- **Work instructions**
Each line of the material must reappear unchanged in the answer.

- **Task data**
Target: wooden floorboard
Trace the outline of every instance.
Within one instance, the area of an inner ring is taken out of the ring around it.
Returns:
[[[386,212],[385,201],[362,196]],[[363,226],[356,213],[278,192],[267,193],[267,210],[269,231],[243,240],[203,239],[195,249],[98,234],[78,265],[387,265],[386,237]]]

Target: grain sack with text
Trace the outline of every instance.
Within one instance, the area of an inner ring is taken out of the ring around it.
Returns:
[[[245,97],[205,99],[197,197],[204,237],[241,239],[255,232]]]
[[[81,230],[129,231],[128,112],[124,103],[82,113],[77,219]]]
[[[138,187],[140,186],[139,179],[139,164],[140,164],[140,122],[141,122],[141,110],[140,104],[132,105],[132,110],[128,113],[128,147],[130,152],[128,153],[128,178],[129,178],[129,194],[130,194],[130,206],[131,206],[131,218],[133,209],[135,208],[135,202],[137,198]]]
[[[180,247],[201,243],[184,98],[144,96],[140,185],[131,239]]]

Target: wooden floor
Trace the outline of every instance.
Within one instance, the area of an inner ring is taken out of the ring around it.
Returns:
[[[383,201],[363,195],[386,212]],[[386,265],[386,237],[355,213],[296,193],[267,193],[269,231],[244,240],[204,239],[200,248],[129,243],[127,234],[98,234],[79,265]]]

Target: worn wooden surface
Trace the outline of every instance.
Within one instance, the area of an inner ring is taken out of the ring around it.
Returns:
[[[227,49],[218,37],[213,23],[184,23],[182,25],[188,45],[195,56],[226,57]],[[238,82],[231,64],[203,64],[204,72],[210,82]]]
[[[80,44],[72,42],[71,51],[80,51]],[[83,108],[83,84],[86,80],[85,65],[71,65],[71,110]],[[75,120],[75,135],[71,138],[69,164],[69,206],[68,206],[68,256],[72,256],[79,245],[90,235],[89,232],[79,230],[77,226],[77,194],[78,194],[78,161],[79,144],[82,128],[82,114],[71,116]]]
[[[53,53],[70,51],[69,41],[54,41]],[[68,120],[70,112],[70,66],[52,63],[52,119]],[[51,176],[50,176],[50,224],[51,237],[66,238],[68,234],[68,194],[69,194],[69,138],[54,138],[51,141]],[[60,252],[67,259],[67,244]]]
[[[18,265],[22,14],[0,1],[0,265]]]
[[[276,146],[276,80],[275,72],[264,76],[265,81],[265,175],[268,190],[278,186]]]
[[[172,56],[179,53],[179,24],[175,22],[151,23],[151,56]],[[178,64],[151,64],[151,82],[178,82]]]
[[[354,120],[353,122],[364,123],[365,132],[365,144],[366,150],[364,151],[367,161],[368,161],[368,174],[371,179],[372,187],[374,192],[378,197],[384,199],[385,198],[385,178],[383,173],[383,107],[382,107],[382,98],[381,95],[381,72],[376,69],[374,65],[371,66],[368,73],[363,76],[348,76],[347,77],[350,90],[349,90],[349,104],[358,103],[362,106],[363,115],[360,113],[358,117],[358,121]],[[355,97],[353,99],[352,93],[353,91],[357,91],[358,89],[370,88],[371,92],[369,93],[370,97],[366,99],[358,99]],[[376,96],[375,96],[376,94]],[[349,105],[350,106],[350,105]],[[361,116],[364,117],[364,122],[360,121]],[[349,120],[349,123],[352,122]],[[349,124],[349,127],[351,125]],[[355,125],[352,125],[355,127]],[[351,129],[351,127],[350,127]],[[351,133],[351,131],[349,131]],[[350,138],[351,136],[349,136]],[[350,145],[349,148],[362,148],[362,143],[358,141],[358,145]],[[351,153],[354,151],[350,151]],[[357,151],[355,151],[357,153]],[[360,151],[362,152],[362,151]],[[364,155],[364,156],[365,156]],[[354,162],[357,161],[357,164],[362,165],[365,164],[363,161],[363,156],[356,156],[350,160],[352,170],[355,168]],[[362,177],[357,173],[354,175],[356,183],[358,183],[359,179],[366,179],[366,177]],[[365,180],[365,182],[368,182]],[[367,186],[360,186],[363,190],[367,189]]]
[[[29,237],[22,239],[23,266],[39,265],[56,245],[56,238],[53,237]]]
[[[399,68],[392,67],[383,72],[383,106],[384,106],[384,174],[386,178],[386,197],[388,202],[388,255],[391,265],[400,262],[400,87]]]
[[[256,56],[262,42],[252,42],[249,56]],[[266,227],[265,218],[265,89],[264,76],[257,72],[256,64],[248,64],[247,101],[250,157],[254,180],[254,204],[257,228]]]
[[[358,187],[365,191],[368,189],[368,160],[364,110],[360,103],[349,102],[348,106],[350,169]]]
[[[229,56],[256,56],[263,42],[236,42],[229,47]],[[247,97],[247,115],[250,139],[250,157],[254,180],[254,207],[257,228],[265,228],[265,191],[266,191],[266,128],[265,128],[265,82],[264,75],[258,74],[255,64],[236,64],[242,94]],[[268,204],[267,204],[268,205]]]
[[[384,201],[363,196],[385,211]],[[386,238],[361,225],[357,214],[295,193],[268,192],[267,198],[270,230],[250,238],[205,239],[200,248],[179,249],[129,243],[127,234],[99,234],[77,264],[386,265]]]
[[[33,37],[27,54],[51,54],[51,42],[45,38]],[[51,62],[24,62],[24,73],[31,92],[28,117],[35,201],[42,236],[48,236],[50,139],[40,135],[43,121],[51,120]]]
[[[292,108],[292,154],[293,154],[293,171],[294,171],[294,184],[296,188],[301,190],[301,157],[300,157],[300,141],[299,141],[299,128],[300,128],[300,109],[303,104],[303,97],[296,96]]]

- **Task output**
Target: wooden floorboard
Trace the outline of every instance.
Within one instance, the area of an inner ring is taken out of the ring around it.
Returns:
[[[386,212],[385,201],[362,196]],[[363,226],[356,213],[278,192],[267,193],[267,210],[269,231],[243,240],[203,239],[195,249],[98,234],[78,265],[387,265],[386,237]]]

Target: grain sack with text
Trace the outline of every instance.
Within one instance, the area of an inner ring is taken out of the ring around it.
Returns:
[[[245,97],[205,99],[197,197],[204,237],[241,239],[255,232]]]
[[[81,230],[129,231],[128,112],[124,103],[82,113],[77,219]]]
[[[138,187],[140,186],[139,179],[139,164],[140,164],[140,122],[141,122],[141,110],[140,104],[132,105],[132,110],[128,113],[128,147],[130,152],[128,153],[128,178],[129,178],[129,194],[130,194],[130,206],[131,206],[131,218],[133,209],[135,208],[135,202],[137,198]]]
[[[180,247],[201,243],[184,98],[144,96],[140,185],[131,239]]]

Target: wooden floor
Trace the outline of every instance.
Within one instance, the area of an inner ring is taken out of the ring around it.
Returns:
[[[383,201],[363,195],[386,212]],[[386,265],[386,237],[355,213],[296,193],[267,193],[269,231],[244,240],[204,239],[200,248],[129,243],[127,234],[98,234],[79,265]]]

Target: worn wooden surface
Trace the outline of every instance.
Within one instance, the area of an inner ring is taken out of the ring around it.
Returns:
[[[227,49],[218,37],[213,23],[184,23],[182,25],[188,45],[195,56],[226,57]],[[238,82],[231,64],[203,64],[204,72],[210,82]]]
[[[80,44],[72,42],[71,51],[80,51]],[[83,108],[83,84],[86,80],[85,65],[71,65],[71,110]],[[75,120],[75,135],[71,138],[69,164],[69,206],[68,206],[68,256],[72,256],[79,245],[90,235],[89,232],[79,230],[77,226],[77,194],[78,194],[78,161],[79,144],[82,128],[82,114],[71,116]]]
[[[53,53],[70,51],[69,41],[54,41]],[[68,120],[70,112],[70,66],[52,63],[52,119]],[[51,176],[50,176],[50,224],[51,237],[66,238],[68,234],[68,194],[69,194],[69,138],[54,138],[51,141]],[[60,252],[67,259],[67,244]]]
[[[18,265],[22,14],[0,1],[0,265]]]
[[[276,146],[276,80],[275,72],[264,76],[265,81],[265,175],[268,190],[278,186]]]
[[[172,56],[179,53],[179,24],[175,22],[151,23],[151,56]],[[178,64],[151,64],[151,82],[178,82]]]
[[[354,120],[353,122],[364,123],[365,132],[365,144],[366,150],[364,151],[367,161],[368,161],[368,174],[371,179],[372,187],[374,192],[378,197],[384,199],[385,198],[385,178],[383,173],[383,107],[382,107],[382,98],[381,95],[381,72],[376,69],[374,65],[371,66],[368,73],[363,76],[348,76],[347,77],[350,90],[349,90],[349,104],[358,103],[362,106],[363,115],[360,113],[358,117],[358,121]],[[355,97],[353,99],[352,93],[353,91],[357,91],[358,89],[370,88],[371,92],[369,93],[370,97],[366,99],[358,99]],[[376,96],[375,96],[376,94]],[[349,105],[350,106],[350,105]],[[361,116],[364,117],[364,122],[360,121]],[[349,120],[349,123],[352,122]],[[349,124],[349,127],[351,125]],[[355,125],[352,125],[355,127]],[[351,129],[351,127],[350,127]],[[351,133],[351,131],[349,131]],[[350,138],[351,136],[349,136]],[[350,145],[349,148],[362,148],[362,143],[358,141],[358,145]],[[351,153],[354,151],[350,151]],[[357,151],[355,151],[357,153]],[[360,151],[362,152],[362,151]],[[364,155],[364,156],[365,156]],[[354,162],[357,161],[357,164],[362,165],[365,164],[363,161],[363,156],[356,156],[350,160],[352,170],[355,168]],[[362,177],[357,173],[354,175],[356,183],[358,183],[359,179],[366,179],[366,177]],[[365,180],[365,182],[368,182]],[[367,186],[360,186],[363,190],[367,189]]]
[[[29,237],[22,239],[23,266],[39,265],[56,245],[56,238],[53,237]]]
[[[399,68],[392,67],[383,72],[383,106],[384,106],[384,174],[386,178],[386,197],[388,202],[388,255],[391,265],[400,262],[400,87]]]
[[[256,56],[262,42],[252,42],[249,56]],[[266,227],[265,218],[265,89],[264,76],[257,72],[256,64],[248,64],[247,101],[250,157],[254,180],[254,204],[257,228]]]
[[[358,187],[365,191],[368,189],[368,160],[364,110],[360,103],[349,102],[348,106],[350,169]]]
[[[229,56],[256,56],[263,42],[236,42],[229,47]],[[247,97],[247,115],[250,139],[250,157],[254,180],[254,207],[257,228],[265,228],[265,191],[266,191],[266,128],[265,128],[265,82],[264,75],[258,74],[255,64],[236,64],[242,94]],[[268,204],[267,204],[268,205]]]
[[[384,201],[363,196],[385,211]],[[386,238],[361,225],[357,214],[295,193],[268,192],[267,198],[270,230],[250,238],[205,239],[200,248],[179,249],[129,243],[127,234],[99,234],[77,264],[386,265]]]
[[[33,37],[27,54],[51,54],[51,42],[45,38]],[[51,62],[24,62],[24,73],[31,92],[28,117],[35,201],[42,236],[48,236],[50,139],[40,135],[43,121],[51,120]]]
[[[292,108],[292,154],[293,154],[293,171],[294,171],[294,184],[296,188],[301,190],[301,157],[300,157],[300,141],[299,141],[299,128],[300,128],[300,109],[303,104],[303,97],[296,96]]]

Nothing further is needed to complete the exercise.